» **EXTRACT TO READ**
□ □ □ □ □
You have netting around there.

- I have netting.

I'm capturing hearts and minds

with my net.

- Are you planning to edit

the boat at all?

- I feel like it's got

a really futuristic feel to it

with, you know...

- The metallic.

- The metallic and the square,

like,

faux sequin and all that.

- I can't wait to see it

on the runway.

- I'll be there.

- All right, Chad.

You get back to work,

Lady Chad-erly.

- All right, bye.

- Bye.

- Well, well, well, Willam.

- It's starship Willam.

- Wow.

- In your book you had a quote

that said,

"Even when I was down,

"I treated myself as

a star.

And eventually, the rest of

the world would catch up."

And I wrote that on my little

binder in eighth grade.

I've adopted that theory too.

I've always treated myself like

a star and just knew it was

gonna happen.
□ □ □ □ □
Recorded data
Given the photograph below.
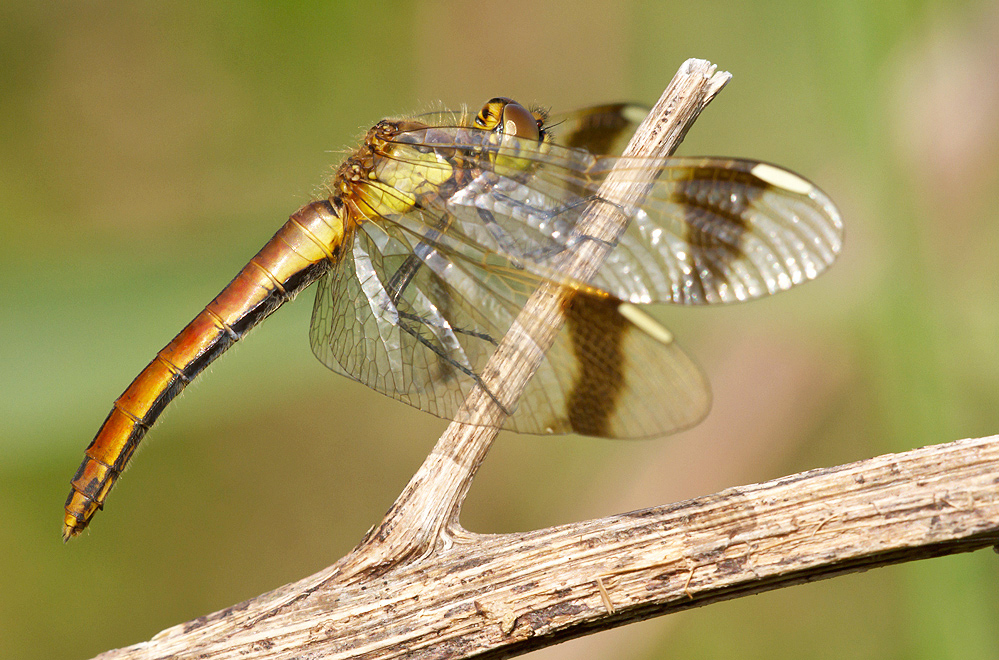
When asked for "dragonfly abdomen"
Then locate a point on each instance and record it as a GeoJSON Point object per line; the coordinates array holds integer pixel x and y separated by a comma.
{"type": "Point", "coordinates": [299, 253]}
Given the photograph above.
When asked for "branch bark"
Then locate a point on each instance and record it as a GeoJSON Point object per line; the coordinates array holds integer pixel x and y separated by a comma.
{"type": "Point", "coordinates": [419, 586]}
{"type": "Point", "coordinates": [500, 595]}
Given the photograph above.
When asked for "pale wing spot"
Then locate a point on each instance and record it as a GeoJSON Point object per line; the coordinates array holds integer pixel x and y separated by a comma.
{"type": "Point", "coordinates": [645, 323]}
{"type": "Point", "coordinates": [781, 178]}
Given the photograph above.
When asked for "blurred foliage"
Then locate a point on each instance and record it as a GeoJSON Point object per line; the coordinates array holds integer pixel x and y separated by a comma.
{"type": "Point", "coordinates": [147, 150]}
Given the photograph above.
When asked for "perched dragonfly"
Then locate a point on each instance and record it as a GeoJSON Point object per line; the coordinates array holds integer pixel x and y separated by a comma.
{"type": "Point", "coordinates": [437, 229]}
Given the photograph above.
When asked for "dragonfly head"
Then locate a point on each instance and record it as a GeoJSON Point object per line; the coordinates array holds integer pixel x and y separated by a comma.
{"type": "Point", "coordinates": [508, 117]}
{"type": "Point", "coordinates": [518, 131]}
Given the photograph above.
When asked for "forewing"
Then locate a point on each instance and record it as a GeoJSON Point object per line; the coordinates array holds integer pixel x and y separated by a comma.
{"type": "Point", "coordinates": [605, 375]}
{"type": "Point", "coordinates": [602, 129]}
{"type": "Point", "coordinates": [710, 230]}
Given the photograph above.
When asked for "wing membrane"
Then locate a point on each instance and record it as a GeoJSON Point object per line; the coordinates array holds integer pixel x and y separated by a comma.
{"type": "Point", "coordinates": [604, 375]}
{"type": "Point", "coordinates": [420, 301]}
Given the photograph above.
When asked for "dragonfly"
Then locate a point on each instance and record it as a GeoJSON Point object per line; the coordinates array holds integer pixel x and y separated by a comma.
{"type": "Point", "coordinates": [435, 231]}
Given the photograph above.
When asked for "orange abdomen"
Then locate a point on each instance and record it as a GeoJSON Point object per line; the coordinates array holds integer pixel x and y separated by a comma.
{"type": "Point", "coordinates": [301, 251]}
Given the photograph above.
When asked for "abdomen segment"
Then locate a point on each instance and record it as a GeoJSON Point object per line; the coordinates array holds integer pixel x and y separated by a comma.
{"type": "Point", "coordinates": [301, 251]}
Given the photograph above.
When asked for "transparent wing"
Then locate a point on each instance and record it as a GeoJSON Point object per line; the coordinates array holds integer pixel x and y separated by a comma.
{"type": "Point", "coordinates": [602, 129]}
{"type": "Point", "coordinates": [711, 230]}
{"type": "Point", "coordinates": [418, 322]}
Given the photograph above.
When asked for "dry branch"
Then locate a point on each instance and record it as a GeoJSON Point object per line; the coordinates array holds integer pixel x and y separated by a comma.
{"type": "Point", "coordinates": [505, 594]}
{"type": "Point", "coordinates": [419, 586]}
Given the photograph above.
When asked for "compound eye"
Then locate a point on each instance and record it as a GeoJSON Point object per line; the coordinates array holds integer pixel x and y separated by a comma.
{"type": "Point", "coordinates": [491, 113]}
{"type": "Point", "coordinates": [517, 121]}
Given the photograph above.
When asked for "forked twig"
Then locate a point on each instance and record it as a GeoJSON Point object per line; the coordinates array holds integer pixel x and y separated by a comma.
{"type": "Point", "coordinates": [427, 510]}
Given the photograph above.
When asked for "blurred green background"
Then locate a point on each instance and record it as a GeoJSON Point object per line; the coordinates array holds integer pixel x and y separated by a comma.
{"type": "Point", "coordinates": [147, 150]}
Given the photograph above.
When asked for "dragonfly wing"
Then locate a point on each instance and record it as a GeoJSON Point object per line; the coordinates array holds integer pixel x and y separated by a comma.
{"type": "Point", "coordinates": [710, 230]}
{"type": "Point", "coordinates": [602, 129]}
{"type": "Point", "coordinates": [718, 231]}
{"type": "Point", "coordinates": [417, 321]}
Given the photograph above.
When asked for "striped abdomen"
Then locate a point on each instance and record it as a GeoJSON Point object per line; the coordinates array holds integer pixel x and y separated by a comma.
{"type": "Point", "coordinates": [296, 256]}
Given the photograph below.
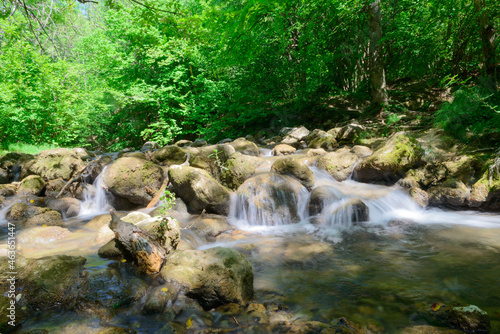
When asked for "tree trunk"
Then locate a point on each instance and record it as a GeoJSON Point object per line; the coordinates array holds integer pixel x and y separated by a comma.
{"type": "Point", "coordinates": [376, 64]}
{"type": "Point", "coordinates": [488, 42]}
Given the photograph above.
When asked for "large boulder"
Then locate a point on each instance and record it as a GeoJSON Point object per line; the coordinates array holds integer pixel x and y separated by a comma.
{"type": "Point", "coordinates": [66, 206]}
{"type": "Point", "coordinates": [452, 193]}
{"type": "Point", "coordinates": [236, 170]}
{"type": "Point", "coordinates": [321, 197]}
{"type": "Point", "coordinates": [169, 155]}
{"type": "Point", "coordinates": [339, 164]}
{"type": "Point", "coordinates": [269, 199]}
{"type": "Point", "coordinates": [283, 149]}
{"type": "Point", "coordinates": [245, 147]}
{"type": "Point", "coordinates": [391, 161]}
{"type": "Point", "coordinates": [137, 180]}
{"type": "Point", "coordinates": [295, 168]}
{"type": "Point", "coordinates": [57, 163]}
{"type": "Point", "coordinates": [213, 277]}
{"type": "Point", "coordinates": [50, 282]}
{"type": "Point", "coordinates": [199, 190]}
{"type": "Point", "coordinates": [31, 185]}
{"type": "Point", "coordinates": [321, 139]}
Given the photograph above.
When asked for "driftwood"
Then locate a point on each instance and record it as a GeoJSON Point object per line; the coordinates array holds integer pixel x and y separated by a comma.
{"type": "Point", "coordinates": [143, 245]}
{"type": "Point", "coordinates": [76, 176]}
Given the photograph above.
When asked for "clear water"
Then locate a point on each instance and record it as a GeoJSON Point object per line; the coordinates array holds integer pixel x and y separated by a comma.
{"type": "Point", "coordinates": [385, 272]}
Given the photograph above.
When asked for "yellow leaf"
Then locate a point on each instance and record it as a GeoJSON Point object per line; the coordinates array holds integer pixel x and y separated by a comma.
{"type": "Point", "coordinates": [435, 307]}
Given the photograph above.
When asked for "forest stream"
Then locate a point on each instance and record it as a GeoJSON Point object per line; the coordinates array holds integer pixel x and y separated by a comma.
{"type": "Point", "coordinates": [383, 273]}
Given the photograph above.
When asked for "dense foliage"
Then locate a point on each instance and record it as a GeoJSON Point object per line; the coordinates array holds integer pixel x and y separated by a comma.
{"type": "Point", "coordinates": [115, 74]}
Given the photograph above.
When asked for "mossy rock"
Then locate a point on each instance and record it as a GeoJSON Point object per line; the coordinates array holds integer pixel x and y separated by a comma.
{"type": "Point", "coordinates": [213, 277]}
{"type": "Point", "coordinates": [31, 185]}
{"type": "Point", "coordinates": [245, 147]}
{"type": "Point", "coordinates": [59, 163]}
{"type": "Point", "coordinates": [52, 281]}
{"type": "Point", "coordinates": [294, 168]}
{"type": "Point", "coordinates": [390, 162]}
{"type": "Point", "coordinates": [339, 164]}
{"type": "Point", "coordinates": [236, 170]}
{"type": "Point", "coordinates": [321, 139]}
{"type": "Point", "coordinates": [169, 155]}
{"type": "Point", "coordinates": [136, 180]}
{"type": "Point", "coordinates": [199, 190]}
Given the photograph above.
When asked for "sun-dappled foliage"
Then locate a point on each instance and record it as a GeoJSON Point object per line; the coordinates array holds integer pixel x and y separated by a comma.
{"type": "Point", "coordinates": [117, 73]}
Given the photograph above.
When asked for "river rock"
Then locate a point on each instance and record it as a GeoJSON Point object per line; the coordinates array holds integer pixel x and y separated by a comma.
{"type": "Point", "coordinates": [283, 149]}
{"type": "Point", "coordinates": [321, 197]}
{"type": "Point", "coordinates": [236, 170]}
{"type": "Point", "coordinates": [269, 199]}
{"type": "Point", "coordinates": [429, 330]}
{"type": "Point", "coordinates": [295, 168]}
{"type": "Point", "coordinates": [339, 164]}
{"type": "Point", "coordinates": [112, 288]}
{"type": "Point", "coordinates": [321, 139]}
{"type": "Point", "coordinates": [149, 146]}
{"type": "Point", "coordinates": [390, 162]}
{"type": "Point", "coordinates": [210, 225]}
{"type": "Point", "coordinates": [169, 155]}
{"type": "Point", "coordinates": [136, 180]}
{"type": "Point", "coordinates": [66, 206]}
{"type": "Point", "coordinates": [59, 163]}
{"type": "Point", "coordinates": [469, 319]}
{"type": "Point", "coordinates": [452, 193]}
{"type": "Point", "coordinates": [213, 277]}
{"type": "Point", "coordinates": [31, 185]}
{"type": "Point", "coordinates": [199, 190]}
{"type": "Point", "coordinates": [245, 147]}
{"type": "Point", "coordinates": [421, 197]}
{"type": "Point", "coordinates": [51, 281]}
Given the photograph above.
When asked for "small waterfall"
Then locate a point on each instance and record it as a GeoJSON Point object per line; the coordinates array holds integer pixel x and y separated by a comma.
{"type": "Point", "coordinates": [95, 201]}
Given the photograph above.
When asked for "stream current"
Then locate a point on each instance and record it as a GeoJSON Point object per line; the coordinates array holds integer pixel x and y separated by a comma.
{"type": "Point", "coordinates": [383, 272]}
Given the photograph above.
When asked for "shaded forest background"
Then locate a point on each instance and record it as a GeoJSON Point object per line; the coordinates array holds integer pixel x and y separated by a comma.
{"type": "Point", "coordinates": [114, 74]}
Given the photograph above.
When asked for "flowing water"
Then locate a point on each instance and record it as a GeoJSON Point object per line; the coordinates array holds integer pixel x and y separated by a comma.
{"type": "Point", "coordinates": [386, 271]}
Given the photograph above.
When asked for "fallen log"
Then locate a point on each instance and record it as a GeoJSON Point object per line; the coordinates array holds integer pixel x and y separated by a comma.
{"type": "Point", "coordinates": [141, 244]}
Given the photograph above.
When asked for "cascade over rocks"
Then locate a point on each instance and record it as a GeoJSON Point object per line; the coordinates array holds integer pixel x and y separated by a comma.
{"type": "Point", "coordinates": [245, 146]}
{"type": "Point", "coordinates": [339, 164]}
{"type": "Point", "coordinates": [390, 162]}
{"type": "Point", "coordinates": [31, 185]}
{"type": "Point", "coordinates": [236, 170]}
{"type": "Point", "coordinates": [269, 199]}
{"type": "Point", "coordinates": [321, 139]}
{"type": "Point", "coordinates": [213, 277]}
{"type": "Point", "coordinates": [136, 180]}
{"type": "Point", "coordinates": [199, 190]}
{"type": "Point", "coordinates": [295, 168]}
{"type": "Point", "coordinates": [283, 149]}
{"type": "Point", "coordinates": [57, 163]}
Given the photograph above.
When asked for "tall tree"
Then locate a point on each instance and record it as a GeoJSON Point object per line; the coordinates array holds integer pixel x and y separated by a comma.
{"type": "Point", "coordinates": [376, 62]}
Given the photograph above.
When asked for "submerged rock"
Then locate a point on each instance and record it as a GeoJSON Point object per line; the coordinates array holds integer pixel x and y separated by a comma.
{"type": "Point", "coordinates": [390, 162]}
{"type": "Point", "coordinates": [199, 190]}
{"type": "Point", "coordinates": [283, 149]}
{"type": "Point", "coordinates": [31, 185]}
{"type": "Point", "coordinates": [294, 168]}
{"type": "Point", "coordinates": [213, 277]}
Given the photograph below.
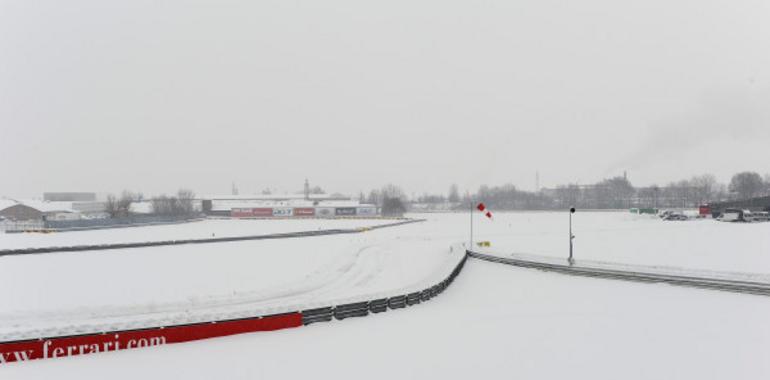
□ □ □ □ □
» **EXERCISE SET**
[1] Answer these questions using the transcript.
(a) What does the speaker say they are capturing with the net?
(b) Where was the quote from the book written down?
(c) What kind of feel does the speaker say the boat has?
[2] Translate this sentence from the transcript into Spanish: "I've adopted that theory too."
[3] Reproduce the passage of the transcript from "And I wrote" up to and including "gonna happen.".

» **RESULTS BY TASK**
[1]
(a) Hearts and minds.
(b) On a little binder in eighth grade.
(c) A really futuristic feel.

[2] Yo también he adoptado esa teoría.

[3]
And I wrote that on my little

binder in eighth grade.

I've adopted that theory too.

I've always treated myself like

a star and just knew it was

gonna happen.